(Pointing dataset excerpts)
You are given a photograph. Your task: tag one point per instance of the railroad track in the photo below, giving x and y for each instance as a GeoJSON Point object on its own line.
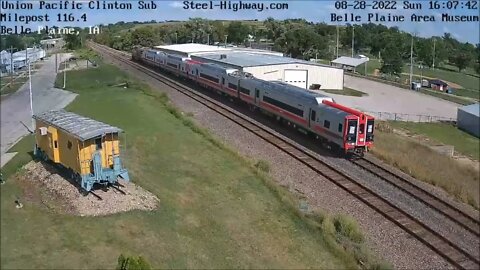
{"type": "Point", "coordinates": [447, 209]}
{"type": "Point", "coordinates": [451, 252]}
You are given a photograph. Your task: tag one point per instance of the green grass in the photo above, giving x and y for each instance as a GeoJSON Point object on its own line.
{"type": "Point", "coordinates": [346, 92]}
{"type": "Point", "coordinates": [449, 97]}
{"type": "Point", "coordinates": [216, 209]}
{"type": "Point", "coordinates": [425, 164]}
{"type": "Point", "coordinates": [447, 134]}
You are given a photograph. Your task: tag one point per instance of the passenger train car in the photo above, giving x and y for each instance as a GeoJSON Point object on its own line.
{"type": "Point", "coordinates": [341, 127]}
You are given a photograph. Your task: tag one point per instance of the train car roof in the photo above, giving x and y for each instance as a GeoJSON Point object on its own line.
{"type": "Point", "coordinates": [80, 127]}
{"type": "Point", "coordinates": [297, 92]}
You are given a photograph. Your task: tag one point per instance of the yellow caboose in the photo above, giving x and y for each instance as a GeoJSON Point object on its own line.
{"type": "Point", "coordinates": [89, 149]}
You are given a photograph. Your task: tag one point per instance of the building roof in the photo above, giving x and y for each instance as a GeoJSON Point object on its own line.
{"type": "Point", "coordinates": [349, 61]}
{"type": "Point", "coordinates": [250, 59]}
{"type": "Point", "coordinates": [80, 127]}
{"type": "Point", "coordinates": [189, 48]}
{"type": "Point", "coordinates": [472, 109]}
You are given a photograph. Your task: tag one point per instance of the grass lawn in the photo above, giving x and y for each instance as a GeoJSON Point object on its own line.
{"type": "Point", "coordinates": [427, 165]}
{"type": "Point", "coordinates": [346, 92]}
{"type": "Point", "coordinates": [463, 142]}
{"type": "Point", "coordinates": [216, 210]}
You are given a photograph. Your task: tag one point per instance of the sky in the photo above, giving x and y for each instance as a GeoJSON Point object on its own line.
{"type": "Point", "coordinates": [316, 11]}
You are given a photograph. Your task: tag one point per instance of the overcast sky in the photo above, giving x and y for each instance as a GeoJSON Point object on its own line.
{"type": "Point", "coordinates": [316, 11]}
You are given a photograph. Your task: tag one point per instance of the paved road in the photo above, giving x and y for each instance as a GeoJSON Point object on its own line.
{"type": "Point", "coordinates": [15, 108]}
{"type": "Point", "coordinates": [386, 98]}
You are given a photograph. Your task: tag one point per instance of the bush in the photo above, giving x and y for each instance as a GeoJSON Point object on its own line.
{"type": "Point", "coordinates": [263, 166]}
{"type": "Point", "coordinates": [132, 263]}
{"type": "Point", "coordinates": [347, 227]}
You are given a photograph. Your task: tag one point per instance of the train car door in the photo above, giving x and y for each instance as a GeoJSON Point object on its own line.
{"type": "Point", "coordinates": [312, 119]}
{"type": "Point", "coordinates": [257, 96]}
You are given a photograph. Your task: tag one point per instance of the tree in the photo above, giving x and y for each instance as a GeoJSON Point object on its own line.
{"type": "Point", "coordinates": [461, 59]}
{"type": "Point", "coordinates": [12, 41]}
{"type": "Point", "coordinates": [72, 41]}
{"type": "Point", "coordinates": [132, 263]}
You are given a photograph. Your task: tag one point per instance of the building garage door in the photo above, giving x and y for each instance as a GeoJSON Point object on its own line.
{"type": "Point", "coordinates": [296, 77]}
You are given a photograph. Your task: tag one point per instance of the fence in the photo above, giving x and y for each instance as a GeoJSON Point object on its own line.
{"type": "Point", "coordinates": [410, 117]}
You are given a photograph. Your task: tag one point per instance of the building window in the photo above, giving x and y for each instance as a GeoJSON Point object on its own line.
{"type": "Point", "coordinates": [326, 124]}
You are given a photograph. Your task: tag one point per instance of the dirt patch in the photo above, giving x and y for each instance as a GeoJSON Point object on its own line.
{"type": "Point", "coordinates": [42, 184]}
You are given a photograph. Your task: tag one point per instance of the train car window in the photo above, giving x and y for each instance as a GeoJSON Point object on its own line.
{"type": "Point", "coordinates": [98, 143]}
{"type": "Point", "coordinates": [351, 130]}
{"type": "Point", "coordinates": [326, 123]}
{"type": "Point", "coordinates": [362, 128]}
{"type": "Point", "coordinates": [284, 106]}
{"type": "Point", "coordinates": [244, 90]}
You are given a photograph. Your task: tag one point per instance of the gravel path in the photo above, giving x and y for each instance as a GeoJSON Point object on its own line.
{"type": "Point", "coordinates": [385, 238]}
{"type": "Point", "coordinates": [73, 202]}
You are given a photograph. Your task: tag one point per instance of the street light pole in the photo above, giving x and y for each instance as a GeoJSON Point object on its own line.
{"type": "Point", "coordinates": [434, 41]}
{"type": "Point", "coordinates": [411, 62]}
{"type": "Point", "coordinates": [65, 75]}
{"type": "Point", "coordinates": [338, 31]}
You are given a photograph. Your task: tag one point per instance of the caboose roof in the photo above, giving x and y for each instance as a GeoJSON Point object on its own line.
{"type": "Point", "coordinates": [80, 127]}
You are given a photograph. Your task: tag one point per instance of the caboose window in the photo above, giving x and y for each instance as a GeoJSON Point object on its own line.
{"type": "Point", "coordinates": [98, 143]}
{"type": "Point", "coordinates": [326, 123]}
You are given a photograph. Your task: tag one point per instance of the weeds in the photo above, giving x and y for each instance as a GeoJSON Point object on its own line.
{"type": "Point", "coordinates": [263, 166]}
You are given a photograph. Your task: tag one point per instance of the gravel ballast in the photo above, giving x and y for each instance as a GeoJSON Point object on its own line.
{"type": "Point", "coordinates": [73, 202]}
{"type": "Point", "coordinates": [385, 238]}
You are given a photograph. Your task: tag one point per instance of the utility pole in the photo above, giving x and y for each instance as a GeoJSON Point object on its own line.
{"type": "Point", "coordinates": [31, 95]}
{"type": "Point", "coordinates": [11, 64]}
{"type": "Point", "coordinates": [353, 39]}
{"type": "Point", "coordinates": [65, 75]}
{"type": "Point", "coordinates": [434, 41]}
{"type": "Point", "coordinates": [338, 31]}
{"type": "Point", "coordinates": [411, 62]}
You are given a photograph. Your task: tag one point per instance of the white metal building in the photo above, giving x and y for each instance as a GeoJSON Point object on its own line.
{"type": "Point", "coordinates": [266, 65]}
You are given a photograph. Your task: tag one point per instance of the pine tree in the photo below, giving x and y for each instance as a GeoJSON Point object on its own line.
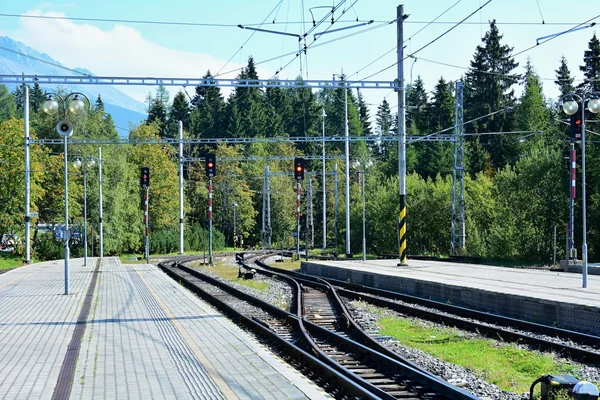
{"type": "Point", "coordinates": [99, 104]}
{"type": "Point", "coordinates": [180, 111]}
{"type": "Point", "coordinates": [36, 97]}
{"type": "Point", "coordinates": [591, 67]}
{"type": "Point", "coordinates": [488, 88]}
{"type": "Point", "coordinates": [531, 112]}
{"type": "Point", "coordinates": [250, 107]}
{"type": "Point", "coordinates": [158, 108]}
{"type": "Point", "coordinates": [383, 125]}
{"type": "Point", "coordinates": [207, 118]}
{"type": "Point", "coordinates": [8, 108]}
{"type": "Point", "coordinates": [564, 80]}
{"type": "Point", "coordinates": [416, 101]}
{"type": "Point", "coordinates": [363, 113]}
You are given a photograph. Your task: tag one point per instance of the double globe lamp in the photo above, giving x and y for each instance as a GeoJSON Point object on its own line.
{"type": "Point", "coordinates": [570, 107]}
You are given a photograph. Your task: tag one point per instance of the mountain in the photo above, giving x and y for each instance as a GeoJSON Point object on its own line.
{"type": "Point", "coordinates": [124, 109]}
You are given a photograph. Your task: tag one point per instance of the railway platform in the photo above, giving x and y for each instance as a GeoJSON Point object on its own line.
{"type": "Point", "coordinates": [127, 331]}
{"type": "Point", "coordinates": [541, 296]}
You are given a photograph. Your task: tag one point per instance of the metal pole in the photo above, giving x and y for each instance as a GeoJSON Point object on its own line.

__The exercise__:
Quote only the lines from the line containing "of the railway" through the end of the entries, keeping the first and the last.

__Exercise answer__:
You are given a photograph. Your task: tag one point per instance of the railway platform in the photo above, giving x and y for each instance as a GeoJSON Point object on its own line.
{"type": "Point", "coordinates": [127, 331]}
{"type": "Point", "coordinates": [541, 296]}
You are given a photograph. Your task: tag one point per instance of the metal pole in the photo above, giving x and y for each instance as a GeoJSON Point object on its own line.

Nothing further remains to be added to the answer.